Exercise instructions:
Go through the entries below. Copy out every line that contains "grader".
┏━━
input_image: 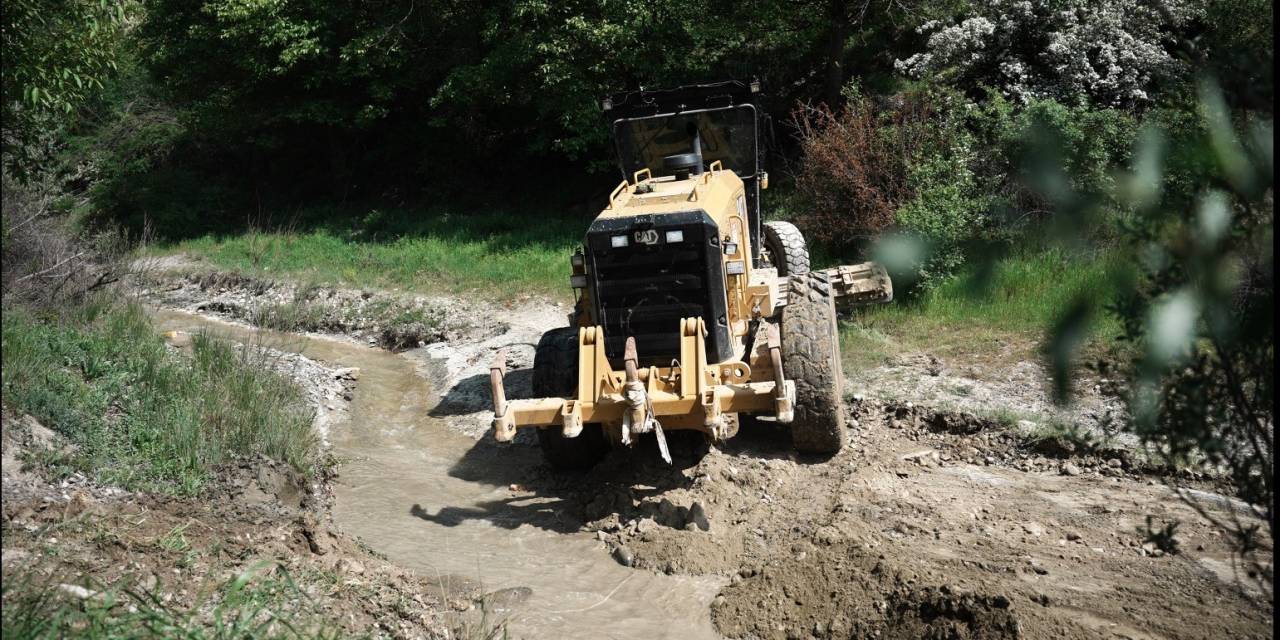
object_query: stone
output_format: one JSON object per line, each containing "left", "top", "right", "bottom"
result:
{"left": 337, "top": 558, "right": 366, "bottom": 575}
{"left": 612, "top": 545, "right": 636, "bottom": 567}
{"left": 686, "top": 502, "right": 710, "bottom": 532}
{"left": 1060, "top": 462, "right": 1082, "bottom": 476}
{"left": 636, "top": 517, "right": 657, "bottom": 534}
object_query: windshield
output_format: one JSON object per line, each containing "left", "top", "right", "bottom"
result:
{"left": 612, "top": 104, "right": 758, "bottom": 179}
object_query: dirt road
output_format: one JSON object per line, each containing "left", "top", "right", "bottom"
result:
{"left": 139, "top": 270, "right": 1272, "bottom": 639}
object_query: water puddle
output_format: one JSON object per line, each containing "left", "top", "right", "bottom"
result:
{"left": 149, "top": 309, "right": 723, "bottom": 639}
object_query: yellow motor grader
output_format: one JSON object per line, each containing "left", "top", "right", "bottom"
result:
{"left": 489, "top": 80, "right": 892, "bottom": 468}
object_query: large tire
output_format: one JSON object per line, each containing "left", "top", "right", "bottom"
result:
{"left": 763, "top": 221, "right": 810, "bottom": 276}
{"left": 531, "top": 327, "right": 610, "bottom": 470}
{"left": 781, "top": 272, "right": 845, "bottom": 454}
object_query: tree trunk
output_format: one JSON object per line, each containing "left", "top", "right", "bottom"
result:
{"left": 822, "top": 0, "right": 852, "bottom": 108}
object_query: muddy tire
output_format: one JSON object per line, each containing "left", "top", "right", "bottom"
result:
{"left": 763, "top": 221, "right": 810, "bottom": 276}
{"left": 532, "top": 327, "right": 610, "bottom": 470}
{"left": 781, "top": 272, "right": 845, "bottom": 454}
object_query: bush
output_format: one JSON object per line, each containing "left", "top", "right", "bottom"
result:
{"left": 791, "top": 86, "right": 991, "bottom": 287}
{"left": 789, "top": 98, "right": 918, "bottom": 243}
{"left": 1, "top": 175, "right": 127, "bottom": 307}
{"left": 895, "top": 0, "right": 1199, "bottom": 108}
{"left": 998, "top": 97, "right": 1136, "bottom": 204}
{"left": 894, "top": 142, "right": 988, "bottom": 282}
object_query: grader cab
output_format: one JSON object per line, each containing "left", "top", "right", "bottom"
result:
{"left": 489, "top": 80, "right": 892, "bottom": 468}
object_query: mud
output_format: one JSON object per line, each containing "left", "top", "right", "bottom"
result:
{"left": 847, "top": 349, "right": 1130, "bottom": 446}
{"left": 571, "top": 404, "right": 1273, "bottom": 639}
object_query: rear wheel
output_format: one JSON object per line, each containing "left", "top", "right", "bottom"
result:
{"left": 781, "top": 272, "right": 845, "bottom": 454}
{"left": 763, "top": 221, "right": 810, "bottom": 276}
{"left": 532, "top": 327, "right": 610, "bottom": 470}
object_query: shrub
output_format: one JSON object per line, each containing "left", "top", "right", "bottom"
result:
{"left": 789, "top": 99, "right": 919, "bottom": 244}
{"left": 896, "top": 0, "right": 1200, "bottom": 108}
{"left": 966, "top": 91, "right": 1137, "bottom": 224}
{"left": 1042, "top": 81, "right": 1274, "bottom": 581}
{"left": 791, "top": 86, "right": 991, "bottom": 287}
{"left": 1, "top": 175, "right": 127, "bottom": 308}
{"left": 894, "top": 141, "right": 989, "bottom": 282}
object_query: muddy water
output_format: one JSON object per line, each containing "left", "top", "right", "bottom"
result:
{"left": 150, "top": 309, "right": 723, "bottom": 639}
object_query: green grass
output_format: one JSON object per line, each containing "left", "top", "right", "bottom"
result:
{"left": 840, "top": 244, "right": 1133, "bottom": 372}
{"left": 154, "top": 208, "right": 585, "bottom": 300}
{"left": 2, "top": 299, "right": 317, "bottom": 495}
{"left": 150, "top": 205, "right": 1133, "bottom": 373}
{"left": 1, "top": 563, "right": 345, "bottom": 639}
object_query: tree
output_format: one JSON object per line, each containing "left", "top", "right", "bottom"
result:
{"left": 895, "top": 0, "right": 1200, "bottom": 107}
{"left": 2, "top": 0, "right": 132, "bottom": 179}
{"left": 1046, "top": 80, "right": 1273, "bottom": 588}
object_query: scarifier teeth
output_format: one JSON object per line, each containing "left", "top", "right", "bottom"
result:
{"left": 490, "top": 349, "right": 506, "bottom": 375}
{"left": 624, "top": 336, "right": 638, "bottom": 363}
{"left": 766, "top": 324, "right": 781, "bottom": 349}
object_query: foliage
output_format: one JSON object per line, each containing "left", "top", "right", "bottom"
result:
{"left": 2, "top": 0, "right": 134, "bottom": 179}
{"left": 789, "top": 99, "right": 917, "bottom": 242}
{"left": 791, "top": 85, "right": 990, "bottom": 287}
{"left": 1046, "top": 79, "right": 1273, "bottom": 571}
{"left": 896, "top": 0, "right": 1200, "bottom": 107}
{"left": 1189, "top": 0, "right": 1273, "bottom": 112}
{"left": 1, "top": 174, "right": 128, "bottom": 307}
{"left": 431, "top": 0, "right": 832, "bottom": 160}
{"left": 129, "top": 0, "right": 854, "bottom": 208}
{"left": 970, "top": 92, "right": 1138, "bottom": 217}
{"left": 893, "top": 111, "right": 990, "bottom": 283}
{"left": 1, "top": 300, "right": 317, "bottom": 495}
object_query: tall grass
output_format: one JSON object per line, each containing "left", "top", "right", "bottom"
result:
{"left": 158, "top": 208, "right": 584, "bottom": 299}
{"left": 2, "top": 300, "right": 316, "bottom": 495}
{"left": 840, "top": 245, "right": 1132, "bottom": 370}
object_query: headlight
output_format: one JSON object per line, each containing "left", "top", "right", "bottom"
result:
{"left": 723, "top": 242, "right": 738, "bottom": 256}
{"left": 611, "top": 235, "right": 629, "bottom": 248}
{"left": 665, "top": 229, "right": 684, "bottom": 243}
{"left": 726, "top": 260, "right": 745, "bottom": 275}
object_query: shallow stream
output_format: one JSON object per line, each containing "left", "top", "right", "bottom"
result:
{"left": 151, "top": 309, "right": 723, "bottom": 639}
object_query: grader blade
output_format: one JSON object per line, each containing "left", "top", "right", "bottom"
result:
{"left": 775, "top": 262, "right": 893, "bottom": 309}
{"left": 822, "top": 262, "right": 894, "bottom": 307}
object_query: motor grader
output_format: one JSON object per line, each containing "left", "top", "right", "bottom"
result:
{"left": 489, "top": 80, "right": 892, "bottom": 469}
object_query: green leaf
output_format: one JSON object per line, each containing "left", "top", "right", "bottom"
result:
{"left": 1047, "top": 296, "right": 1093, "bottom": 405}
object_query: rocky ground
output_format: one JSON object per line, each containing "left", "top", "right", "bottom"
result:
{"left": 484, "top": 401, "right": 1272, "bottom": 639}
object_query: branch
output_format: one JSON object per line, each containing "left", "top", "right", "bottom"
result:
{"left": 14, "top": 251, "right": 86, "bottom": 283}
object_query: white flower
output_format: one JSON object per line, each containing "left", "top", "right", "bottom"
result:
{"left": 893, "top": 0, "right": 1199, "bottom": 106}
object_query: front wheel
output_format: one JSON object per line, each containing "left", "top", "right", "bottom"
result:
{"left": 781, "top": 272, "right": 846, "bottom": 454}
{"left": 531, "top": 327, "right": 610, "bottom": 470}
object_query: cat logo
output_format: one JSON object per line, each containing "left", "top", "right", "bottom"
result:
{"left": 634, "top": 229, "right": 660, "bottom": 245}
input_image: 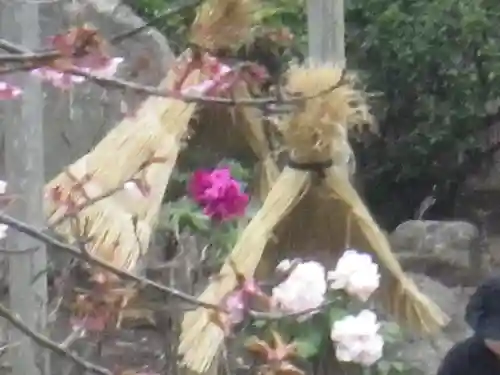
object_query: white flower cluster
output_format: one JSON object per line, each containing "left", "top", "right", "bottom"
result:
{"left": 272, "top": 249, "right": 383, "bottom": 367}
{"left": 272, "top": 261, "right": 327, "bottom": 316}
{"left": 327, "top": 249, "right": 381, "bottom": 302}
{"left": 330, "top": 310, "right": 384, "bottom": 366}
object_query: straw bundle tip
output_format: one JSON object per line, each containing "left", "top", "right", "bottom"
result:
{"left": 276, "top": 63, "right": 372, "bottom": 162}
{"left": 398, "top": 278, "right": 450, "bottom": 335}
{"left": 190, "top": 0, "right": 257, "bottom": 51}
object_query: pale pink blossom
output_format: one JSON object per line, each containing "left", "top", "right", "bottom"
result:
{"left": 0, "top": 180, "right": 8, "bottom": 239}
{"left": 181, "top": 60, "right": 233, "bottom": 96}
{"left": 0, "top": 81, "right": 22, "bottom": 100}
{"left": 123, "top": 180, "right": 145, "bottom": 199}
{"left": 221, "top": 290, "right": 246, "bottom": 325}
{"left": 327, "top": 249, "right": 380, "bottom": 302}
{"left": 80, "top": 57, "right": 124, "bottom": 77}
{"left": 31, "top": 57, "right": 123, "bottom": 90}
{"left": 330, "top": 310, "right": 384, "bottom": 366}
{"left": 272, "top": 261, "right": 326, "bottom": 315}
{"left": 0, "top": 224, "right": 7, "bottom": 240}
{"left": 31, "top": 68, "right": 85, "bottom": 90}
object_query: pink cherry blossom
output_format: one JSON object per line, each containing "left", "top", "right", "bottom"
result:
{"left": 79, "top": 57, "right": 124, "bottom": 77}
{"left": 30, "top": 68, "right": 85, "bottom": 90}
{"left": 219, "top": 277, "right": 266, "bottom": 328}
{"left": 181, "top": 55, "right": 234, "bottom": 96}
{"left": 0, "top": 81, "right": 22, "bottom": 100}
{"left": 327, "top": 249, "right": 380, "bottom": 302}
{"left": 221, "top": 289, "right": 246, "bottom": 325}
{"left": 30, "top": 57, "right": 123, "bottom": 90}
{"left": 0, "top": 180, "right": 8, "bottom": 239}
{"left": 188, "top": 167, "right": 249, "bottom": 221}
{"left": 330, "top": 310, "right": 384, "bottom": 366}
{"left": 272, "top": 261, "right": 327, "bottom": 316}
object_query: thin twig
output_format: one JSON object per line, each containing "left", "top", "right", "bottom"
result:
{"left": 110, "top": 0, "right": 201, "bottom": 44}
{"left": 0, "top": 246, "right": 39, "bottom": 255}
{"left": 0, "top": 303, "right": 112, "bottom": 375}
{"left": 248, "top": 300, "right": 335, "bottom": 321}
{"left": 0, "top": 213, "right": 220, "bottom": 310}
{"left": 65, "top": 66, "right": 342, "bottom": 106}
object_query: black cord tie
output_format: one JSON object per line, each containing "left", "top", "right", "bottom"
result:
{"left": 287, "top": 158, "right": 334, "bottom": 179}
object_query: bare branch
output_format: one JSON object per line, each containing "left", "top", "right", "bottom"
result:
{"left": 0, "top": 213, "right": 220, "bottom": 311}
{"left": 0, "top": 38, "right": 344, "bottom": 107}
{"left": 0, "top": 302, "right": 112, "bottom": 375}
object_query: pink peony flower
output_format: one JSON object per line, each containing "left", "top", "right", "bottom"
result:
{"left": 188, "top": 167, "right": 249, "bottom": 221}
{"left": 0, "top": 81, "right": 22, "bottom": 100}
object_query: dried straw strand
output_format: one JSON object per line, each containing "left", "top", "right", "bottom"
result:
{"left": 190, "top": 0, "right": 257, "bottom": 50}
{"left": 324, "top": 169, "right": 449, "bottom": 333}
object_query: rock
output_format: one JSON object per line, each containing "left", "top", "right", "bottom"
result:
{"left": 396, "top": 274, "right": 473, "bottom": 374}
{"left": 390, "top": 220, "right": 478, "bottom": 255}
{"left": 390, "top": 220, "right": 481, "bottom": 285}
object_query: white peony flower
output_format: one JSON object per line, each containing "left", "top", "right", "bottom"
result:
{"left": 356, "top": 334, "right": 384, "bottom": 366}
{"left": 330, "top": 310, "right": 384, "bottom": 366}
{"left": 272, "top": 261, "right": 327, "bottom": 315}
{"left": 327, "top": 249, "right": 380, "bottom": 302}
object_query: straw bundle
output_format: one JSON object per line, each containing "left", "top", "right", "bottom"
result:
{"left": 45, "top": 0, "right": 266, "bottom": 274}
{"left": 178, "top": 64, "right": 449, "bottom": 373}
{"left": 45, "top": 67, "right": 202, "bottom": 273}
{"left": 189, "top": 0, "right": 255, "bottom": 51}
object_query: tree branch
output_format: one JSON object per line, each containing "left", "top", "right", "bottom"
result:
{"left": 0, "top": 213, "right": 220, "bottom": 311}
{"left": 0, "top": 38, "right": 343, "bottom": 107}
{"left": 0, "top": 302, "right": 112, "bottom": 375}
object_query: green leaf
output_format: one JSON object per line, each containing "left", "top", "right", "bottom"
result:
{"left": 161, "top": 197, "right": 210, "bottom": 233}
{"left": 293, "top": 327, "right": 324, "bottom": 359}
{"left": 390, "top": 361, "right": 407, "bottom": 373}
{"left": 376, "top": 360, "right": 392, "bottom": 375}
{"left": 252, "top": 319, "right": 267, "bottom": 328}
{"left": 379, "top": 321, "right": 403, "bottom": 344}
{"left": 327, "top": 307, "right": 349, "bottom": 326}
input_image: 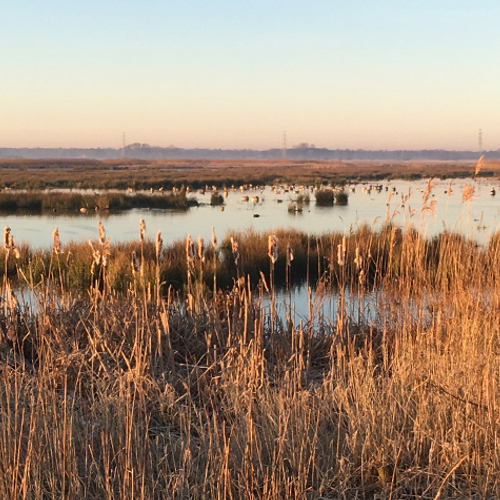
┗━━
Exercise result:
object_query: yellow motor grader
object_query: grader cab
object_query: grader blade
object_query: motor grader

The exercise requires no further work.